- STATED GOAL
Reproduce verbatim the items from the line containing "of the wispy" up to and including the line containing "[78,182,150,191]".

- INFORMATION GIVEN
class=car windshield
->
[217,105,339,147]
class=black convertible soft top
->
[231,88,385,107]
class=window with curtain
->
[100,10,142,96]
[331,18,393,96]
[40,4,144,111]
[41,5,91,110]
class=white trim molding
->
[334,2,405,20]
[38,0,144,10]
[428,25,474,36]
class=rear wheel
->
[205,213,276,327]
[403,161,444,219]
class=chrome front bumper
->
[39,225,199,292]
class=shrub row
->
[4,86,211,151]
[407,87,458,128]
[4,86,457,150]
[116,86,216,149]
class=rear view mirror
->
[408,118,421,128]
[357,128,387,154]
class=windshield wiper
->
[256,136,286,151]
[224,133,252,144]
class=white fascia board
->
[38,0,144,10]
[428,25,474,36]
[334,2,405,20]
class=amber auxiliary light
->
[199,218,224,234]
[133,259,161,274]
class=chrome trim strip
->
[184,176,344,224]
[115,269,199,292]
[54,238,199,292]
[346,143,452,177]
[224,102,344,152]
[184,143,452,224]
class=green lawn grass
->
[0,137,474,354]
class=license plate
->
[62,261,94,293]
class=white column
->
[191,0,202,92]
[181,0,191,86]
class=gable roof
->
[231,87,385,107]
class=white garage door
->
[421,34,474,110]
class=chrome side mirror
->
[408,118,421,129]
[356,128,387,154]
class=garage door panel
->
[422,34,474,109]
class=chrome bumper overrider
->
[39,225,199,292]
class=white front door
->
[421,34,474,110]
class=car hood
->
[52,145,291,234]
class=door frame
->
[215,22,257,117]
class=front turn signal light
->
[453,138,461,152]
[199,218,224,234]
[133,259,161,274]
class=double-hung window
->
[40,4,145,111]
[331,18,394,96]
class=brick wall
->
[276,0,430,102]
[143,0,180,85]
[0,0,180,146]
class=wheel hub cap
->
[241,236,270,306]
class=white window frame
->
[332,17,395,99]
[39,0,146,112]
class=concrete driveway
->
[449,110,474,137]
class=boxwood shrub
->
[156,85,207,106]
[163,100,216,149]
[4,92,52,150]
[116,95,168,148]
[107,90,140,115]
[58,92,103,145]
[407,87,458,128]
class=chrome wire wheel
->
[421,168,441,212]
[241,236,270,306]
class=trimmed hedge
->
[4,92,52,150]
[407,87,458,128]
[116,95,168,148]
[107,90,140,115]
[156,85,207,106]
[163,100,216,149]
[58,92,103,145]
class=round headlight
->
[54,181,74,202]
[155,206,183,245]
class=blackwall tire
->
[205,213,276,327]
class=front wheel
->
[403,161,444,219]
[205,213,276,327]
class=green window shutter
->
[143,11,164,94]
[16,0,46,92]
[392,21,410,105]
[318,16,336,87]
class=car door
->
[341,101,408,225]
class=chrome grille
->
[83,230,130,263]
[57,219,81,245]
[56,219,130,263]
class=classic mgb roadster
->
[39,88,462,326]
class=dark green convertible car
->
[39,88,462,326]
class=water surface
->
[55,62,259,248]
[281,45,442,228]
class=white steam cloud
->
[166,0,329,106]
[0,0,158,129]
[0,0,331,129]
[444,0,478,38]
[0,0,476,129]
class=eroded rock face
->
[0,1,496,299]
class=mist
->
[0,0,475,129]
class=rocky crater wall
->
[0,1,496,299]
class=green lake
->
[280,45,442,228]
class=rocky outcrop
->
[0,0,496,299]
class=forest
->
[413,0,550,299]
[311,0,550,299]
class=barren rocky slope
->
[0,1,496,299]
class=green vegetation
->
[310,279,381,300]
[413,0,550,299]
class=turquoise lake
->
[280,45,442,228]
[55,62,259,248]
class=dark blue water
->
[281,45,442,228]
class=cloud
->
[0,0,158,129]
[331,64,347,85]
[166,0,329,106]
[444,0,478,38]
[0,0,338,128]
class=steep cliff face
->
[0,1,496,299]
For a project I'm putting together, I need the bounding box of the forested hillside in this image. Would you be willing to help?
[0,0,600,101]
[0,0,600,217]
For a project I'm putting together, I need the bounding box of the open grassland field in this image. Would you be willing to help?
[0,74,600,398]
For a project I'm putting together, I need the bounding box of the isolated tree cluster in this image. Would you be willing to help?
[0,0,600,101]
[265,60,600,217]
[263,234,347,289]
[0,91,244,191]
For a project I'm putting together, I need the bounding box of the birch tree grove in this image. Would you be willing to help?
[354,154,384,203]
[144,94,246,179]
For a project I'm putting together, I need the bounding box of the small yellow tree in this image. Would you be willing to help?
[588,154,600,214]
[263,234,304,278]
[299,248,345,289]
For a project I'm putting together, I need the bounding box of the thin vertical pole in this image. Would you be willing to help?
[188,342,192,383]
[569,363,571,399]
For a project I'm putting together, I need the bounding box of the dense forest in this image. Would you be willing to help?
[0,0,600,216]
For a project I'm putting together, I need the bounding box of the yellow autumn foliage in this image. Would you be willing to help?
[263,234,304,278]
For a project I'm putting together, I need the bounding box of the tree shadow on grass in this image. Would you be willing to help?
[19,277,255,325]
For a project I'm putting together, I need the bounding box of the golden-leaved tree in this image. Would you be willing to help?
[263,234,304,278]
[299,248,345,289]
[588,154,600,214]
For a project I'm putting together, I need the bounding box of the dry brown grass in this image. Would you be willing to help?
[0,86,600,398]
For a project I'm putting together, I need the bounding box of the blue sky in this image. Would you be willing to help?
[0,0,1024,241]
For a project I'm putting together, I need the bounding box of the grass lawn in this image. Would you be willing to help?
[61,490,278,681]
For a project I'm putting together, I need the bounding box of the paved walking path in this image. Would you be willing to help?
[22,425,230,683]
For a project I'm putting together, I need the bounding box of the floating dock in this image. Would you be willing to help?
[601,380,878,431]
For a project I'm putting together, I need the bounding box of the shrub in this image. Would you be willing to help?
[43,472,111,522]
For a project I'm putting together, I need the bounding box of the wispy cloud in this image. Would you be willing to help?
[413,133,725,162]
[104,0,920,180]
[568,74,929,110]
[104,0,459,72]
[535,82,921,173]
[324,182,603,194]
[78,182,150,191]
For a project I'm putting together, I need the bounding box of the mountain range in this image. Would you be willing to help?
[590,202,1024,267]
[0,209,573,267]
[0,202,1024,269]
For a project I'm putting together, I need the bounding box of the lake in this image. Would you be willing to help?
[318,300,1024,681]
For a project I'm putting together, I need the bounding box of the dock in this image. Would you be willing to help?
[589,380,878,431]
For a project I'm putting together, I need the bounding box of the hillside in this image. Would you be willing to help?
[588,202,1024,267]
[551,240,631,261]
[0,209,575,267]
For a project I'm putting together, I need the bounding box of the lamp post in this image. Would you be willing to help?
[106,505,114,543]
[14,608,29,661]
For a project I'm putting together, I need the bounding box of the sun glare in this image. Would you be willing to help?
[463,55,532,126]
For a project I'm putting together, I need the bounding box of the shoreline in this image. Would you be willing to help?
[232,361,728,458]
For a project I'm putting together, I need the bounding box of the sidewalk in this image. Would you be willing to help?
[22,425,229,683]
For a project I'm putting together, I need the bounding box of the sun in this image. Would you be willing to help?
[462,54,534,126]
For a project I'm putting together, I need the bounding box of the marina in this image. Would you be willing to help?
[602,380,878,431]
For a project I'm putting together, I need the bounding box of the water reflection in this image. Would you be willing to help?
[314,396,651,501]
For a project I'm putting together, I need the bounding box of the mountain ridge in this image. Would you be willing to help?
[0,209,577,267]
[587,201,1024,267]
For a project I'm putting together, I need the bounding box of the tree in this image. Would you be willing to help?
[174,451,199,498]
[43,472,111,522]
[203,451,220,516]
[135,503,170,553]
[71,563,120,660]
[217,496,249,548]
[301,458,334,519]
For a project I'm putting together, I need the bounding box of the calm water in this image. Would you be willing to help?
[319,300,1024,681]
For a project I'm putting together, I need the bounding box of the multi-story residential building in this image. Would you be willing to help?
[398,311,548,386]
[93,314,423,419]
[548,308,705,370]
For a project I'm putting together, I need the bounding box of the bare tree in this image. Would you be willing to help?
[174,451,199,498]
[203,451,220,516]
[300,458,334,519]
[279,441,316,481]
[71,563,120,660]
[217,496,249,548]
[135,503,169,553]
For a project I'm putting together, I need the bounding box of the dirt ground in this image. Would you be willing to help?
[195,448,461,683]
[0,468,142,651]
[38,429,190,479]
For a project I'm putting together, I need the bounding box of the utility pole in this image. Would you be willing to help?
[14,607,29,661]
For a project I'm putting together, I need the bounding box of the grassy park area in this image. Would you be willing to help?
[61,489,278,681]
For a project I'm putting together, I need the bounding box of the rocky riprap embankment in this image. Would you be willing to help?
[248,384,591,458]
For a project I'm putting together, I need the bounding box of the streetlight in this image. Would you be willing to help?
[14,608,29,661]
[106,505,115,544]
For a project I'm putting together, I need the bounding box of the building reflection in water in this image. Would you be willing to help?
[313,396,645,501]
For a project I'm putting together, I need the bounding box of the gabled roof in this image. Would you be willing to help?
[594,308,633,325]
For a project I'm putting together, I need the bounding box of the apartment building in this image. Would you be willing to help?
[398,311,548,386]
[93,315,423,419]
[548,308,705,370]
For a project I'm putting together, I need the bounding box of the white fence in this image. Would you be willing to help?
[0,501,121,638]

- SOLUTION FOR THIS EXERCISE
For a project I'm putting together, I need the bounding box of the wispy cloud in this image. Would you be willing to help?
[413,133,725,162]
[104,0,920,180]
[568,74,929,110]
[104,0,459,72]
[535,82,921,173]
[324,182,603,194]
[78,182,150,191]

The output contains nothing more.